Gemini 2.5 Pro vs. Claude 3.7 Sonnet: Coding Comparison

I guess depends on the task? I have very low expectations for Gemini, but I gave it a run with a signal processing easy problem and it did well. It took 30 seconds to reason through a problem that would have taken me between 5 to 10 minutes to reason. Gemini's reasoning was sound (but it took me a couple of minutes to decide that), and it also wrote the functions with the changes (which took me an extra minute to verify). It's not a definitive win in time, but at least there was an extra pair of "eyes"--or whatever that's called with a system like this one.

All in all, I think we humans are well on our way to become legal flesh[].

[] The part of the system to whip or throw in jail when a human+LLM commit a mistake.

>I guess depends on the task? I have very low expectations for Gemini, but I gave it a run with a signal processing easy problem and it did well. It took 30 seconds to reason through a problem that would have taken me between 5 to 10 minutes to reason. Gemini's reasoning was sound (but it took me a couple of minutes to decide that), and it also wrote the functions with the changes (which took me an extra minute to verify). It's not a definitive win in time, but at least there was an extra pair of "eyes"--or whatever that's called with a system like this one.

I wonder if you treat code from a Jr engineer the same way? Seems impossible to scale a team that way. You shouldnt need to verify every line but rather have test harnesses that ensure adherence to the spec.

DATA -
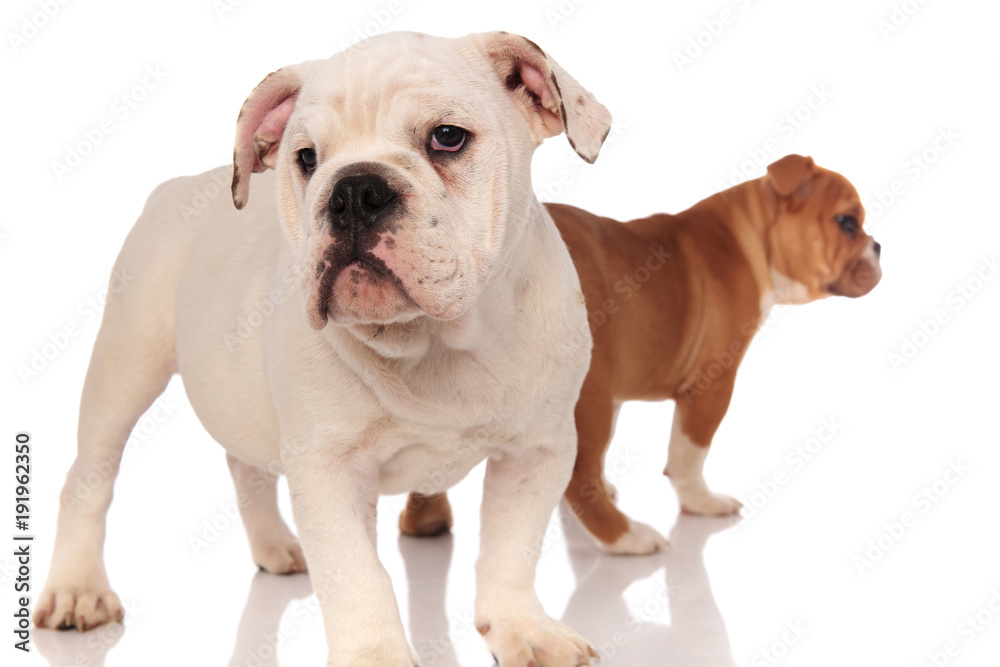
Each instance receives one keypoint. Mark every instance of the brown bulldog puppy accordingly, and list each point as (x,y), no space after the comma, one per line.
(674,301)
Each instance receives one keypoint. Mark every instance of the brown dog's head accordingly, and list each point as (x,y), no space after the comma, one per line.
(818,244)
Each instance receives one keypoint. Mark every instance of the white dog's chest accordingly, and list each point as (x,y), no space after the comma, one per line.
(430,468)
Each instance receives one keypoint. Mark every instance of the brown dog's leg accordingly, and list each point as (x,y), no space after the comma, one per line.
(696,419)
(588,493)
(426,516)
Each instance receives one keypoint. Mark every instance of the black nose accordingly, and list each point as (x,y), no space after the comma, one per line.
(359,202)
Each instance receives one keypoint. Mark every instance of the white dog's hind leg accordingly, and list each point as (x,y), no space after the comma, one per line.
(274,547)
(519,494)
(128,370)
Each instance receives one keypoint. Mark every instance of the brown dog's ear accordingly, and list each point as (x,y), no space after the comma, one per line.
(787,174)
(556,101)
(261,124)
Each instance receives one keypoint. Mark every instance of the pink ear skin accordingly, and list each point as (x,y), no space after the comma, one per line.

ABOUT THIS EXERCISE -
Answer from the coding comparison thread:
1. How long did Gemini take to reason through the signal processing problem?
2. What does the footnote say "legal flesh" refers to?
3. According to the reply, what should a team have instead of verifying every line?

ANSWER -
1. 30 seconds.
2. The part of the system to whip or throw in jail when a human+LLM commit a mistake.
3. Test harnesses that ensure adherence to the spec.